++++ Given passage

With this workshop, the Chacruna Institute and its Racial Equity and Access Committee continues to set the example for how psychedelic organizations can integrate solidarity, equity, and social justice into their professional and personal work.
Want a sneak peak? See Dr. Buchanan’s TedxMSU Talk, Excising a virus of the mind: Individual and institutional responsibility for reducing implicit bias.


NiCole T. Buchanan, Ph.D., received her doctorate from the University of Illinois at Urbana-Champaign. She is now a Professor of Psychology at Michigan State University and the Clinical Director and Founder of Alliance Psychological Associates, PLLC in East Lansing, MI where she sees clients, provides supervision, and mentors other mental health professionals. Dr. Buchanan is a Fellow of the Association for Psychological Science, four separate divisions of the American Psychological Association, and has received numerous national and international awards for her research, teaching, clinical work, and professional service. She is an accomplished speaker, writer, and scholar with more than sixty journal articles, book chapters, and research reports focusing on workplace behaviors and their impact on organizational climate, employee well-being, and professional development. Her work has been highlighted in hundreds of media outlets including CBS News, the Huffington Post, and Essence Magazine and she has been a featured speaker for several programs including TEDx and National Public Radio (NPR).

++++++++
++++ Given information

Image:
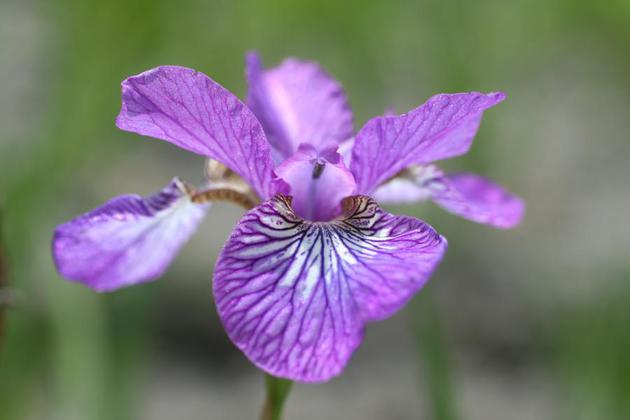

++++++++

Tasks to carry out »
(1) In the workshop passage, at which university did Dr. Buchanan earn her doctorate?
(2) Rewrite the workshop passage from "Want a sneak" to "reducing implicit bias.", changing "implicit bias" to "unconscious bias".

Your responses »
(1) The University of Illinois at Urbana-Champaign

(2)
Want a sneak peak? See Dr. Buchanan’s TedxMSU Talk, Excising a virus of the mind: Individual and institutional responsibility for reducing unconscious bias.